> [Zu lösende Aufgabe]:
Übersetze diesen Satz aus dem folgenden Dokument zur Mehrwertsteuer ins Englische: „CDU und CSU möchten zum Beispiel die Schwelle anheben, ab welcher der Spitzensteuersatz fällig wird.“

> [Dokument]:
Mehrwertsteuer: Wie der Strom verbilligt werden könnte
Wahlkämpfer versprechen Steuersenkungen und Erleichterungen für das Wählervolk, doch an entscheidende Reformen trauen sich die alten und künftigen Regierungsparteien nicht heran
Es ist Wahlkampf und so bringen einige Parteien mal wieder Steuersenkungen ins Spiel. Das hört sich immer gut an, aber ein genauerer Blick lohnt, um zu verstehen, wer gegebenenfalls profitieren würde. CDU und CSU möchten zum Beispiel die Schwelle anheben, ab welcher der Spitzensteuersatz fällig wird. Auch Kinderfreibeträge sollen steigen. Die SPD spricht von einer Entlastung niedriger und mittlerer Einkommen, will aber von einer Steuersenkung nichts wissen.
Ein Widerspruch? Nicht unbedingt. Auf jeden Fall ist klar, dass die von der Union vorgeschlagenen Maßnahmen vor allem den Besserverdienenden zu Gute kämen. Wer im Minijob steckt oder gar trotz eines Vollzeitjobs noch aufstocken muss, hat von derlei Steuergeschenken herzlich wenig. Das gleiche gilt natürlich für Rentner, Arbeitslose, Studenten und andere von Transferleistungen Lebende.
Ihnen könnte mit der Senkung der Mehrwertsteuer geholfen werden, denn die trifft die Bezieher niedriger Einkommen besonders hart. Wer von einem Nettoeinkommen von 1.000 Euro im Monat nach dem Bezahlen der Warmmiete vielleicht noch 600 Euro für Kleidung, Nahrung und anderen Konsum übrig hat, bezahlt davon schätzungsweise 90 Euro an Mehrwertsteuer (sieben Prozent auf Lebensmittel, 19 Prozent auf die meisten anderen Waren). Hinzu kommen noch andere Verbrauchssteuern wie unter anderem Strom-, Mineralöl-, Bier-, Branntwein- und Tabaksteuer.

> [Bereitgestellte Einträge]:
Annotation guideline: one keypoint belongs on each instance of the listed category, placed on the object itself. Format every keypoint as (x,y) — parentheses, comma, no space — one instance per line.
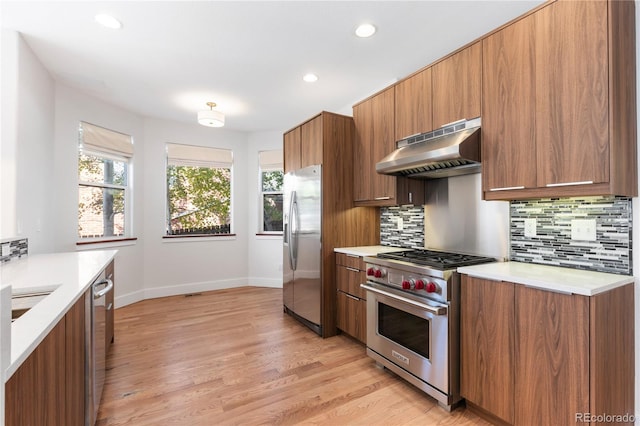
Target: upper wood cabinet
(311,143)
(328,139)
(375,138)
(559,108)
(303,145)
(508,105)
(457,85)
(414,105)
(292,150)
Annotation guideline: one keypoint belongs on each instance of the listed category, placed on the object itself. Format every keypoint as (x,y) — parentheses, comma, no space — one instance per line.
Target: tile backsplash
(17,248)
(411,234)
(611,252)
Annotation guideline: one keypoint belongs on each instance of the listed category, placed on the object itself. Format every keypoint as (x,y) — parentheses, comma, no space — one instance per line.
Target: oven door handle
(432,309)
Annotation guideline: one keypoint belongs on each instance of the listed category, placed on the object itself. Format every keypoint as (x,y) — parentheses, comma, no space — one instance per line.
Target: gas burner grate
(436,259)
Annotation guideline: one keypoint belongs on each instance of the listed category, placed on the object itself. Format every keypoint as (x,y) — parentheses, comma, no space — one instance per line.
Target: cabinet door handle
(584,182)
(507,188)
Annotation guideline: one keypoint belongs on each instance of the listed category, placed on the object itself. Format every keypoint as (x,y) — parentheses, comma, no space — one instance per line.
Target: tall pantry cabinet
(327,139)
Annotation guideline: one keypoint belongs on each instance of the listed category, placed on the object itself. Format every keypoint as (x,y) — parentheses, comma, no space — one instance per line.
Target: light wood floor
(233,357)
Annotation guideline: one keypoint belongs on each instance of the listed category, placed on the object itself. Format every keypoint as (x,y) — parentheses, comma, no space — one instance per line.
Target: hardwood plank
(233,357)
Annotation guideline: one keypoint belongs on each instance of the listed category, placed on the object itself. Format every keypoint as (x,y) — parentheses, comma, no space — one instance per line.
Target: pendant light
(210,117)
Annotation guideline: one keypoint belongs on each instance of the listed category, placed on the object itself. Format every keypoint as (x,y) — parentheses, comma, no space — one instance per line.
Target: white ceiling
(171,57)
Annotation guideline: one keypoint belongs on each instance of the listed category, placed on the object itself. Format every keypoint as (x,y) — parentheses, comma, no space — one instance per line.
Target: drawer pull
(584,182)
(507,188)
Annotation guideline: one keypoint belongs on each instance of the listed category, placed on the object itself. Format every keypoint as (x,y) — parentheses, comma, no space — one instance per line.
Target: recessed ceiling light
(108,21)
(365,30)
(310,78)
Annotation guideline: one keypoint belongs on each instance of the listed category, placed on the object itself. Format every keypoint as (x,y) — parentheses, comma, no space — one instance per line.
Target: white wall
(8,132)
(27,148)
(636,227)
(72,107)
(264,252)
(176,266)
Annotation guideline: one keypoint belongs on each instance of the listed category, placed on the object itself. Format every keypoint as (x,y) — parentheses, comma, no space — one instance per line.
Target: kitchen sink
(22,302)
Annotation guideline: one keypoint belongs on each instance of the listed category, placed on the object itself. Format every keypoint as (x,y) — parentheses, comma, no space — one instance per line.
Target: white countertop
(73,273)
(367,250)
(553,278)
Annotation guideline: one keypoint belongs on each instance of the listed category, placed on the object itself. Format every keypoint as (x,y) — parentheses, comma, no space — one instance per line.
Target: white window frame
(128,196)
(273,166)
(198,163)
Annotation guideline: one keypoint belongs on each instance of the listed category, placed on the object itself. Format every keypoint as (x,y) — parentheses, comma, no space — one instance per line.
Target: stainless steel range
(413,318)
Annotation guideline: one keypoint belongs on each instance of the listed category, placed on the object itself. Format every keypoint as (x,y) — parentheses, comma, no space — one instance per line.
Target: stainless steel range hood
(452,150)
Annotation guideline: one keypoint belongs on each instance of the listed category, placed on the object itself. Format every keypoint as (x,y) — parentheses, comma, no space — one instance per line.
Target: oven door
(410,332)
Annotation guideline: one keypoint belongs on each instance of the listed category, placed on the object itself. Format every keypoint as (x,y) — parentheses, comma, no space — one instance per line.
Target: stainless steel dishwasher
(95,304)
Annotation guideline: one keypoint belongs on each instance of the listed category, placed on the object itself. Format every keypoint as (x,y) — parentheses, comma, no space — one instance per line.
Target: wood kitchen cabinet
(487,343)
(414,105)
(292,150)
(49,387)
(457,86)
(559,107)
(375,138)
(328,139)
(351,308)
(531,356)
(303,145)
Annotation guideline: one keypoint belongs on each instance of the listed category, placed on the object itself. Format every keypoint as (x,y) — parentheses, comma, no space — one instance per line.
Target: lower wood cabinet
(534,357)
(351,303)
(48,388)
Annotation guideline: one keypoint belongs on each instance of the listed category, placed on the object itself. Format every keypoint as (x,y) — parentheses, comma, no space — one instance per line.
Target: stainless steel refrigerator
(302,208)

> [Erledigte Aufgabe]:
The CDU and CSU, for example, want to raise the threshold above which the top tax rate applies.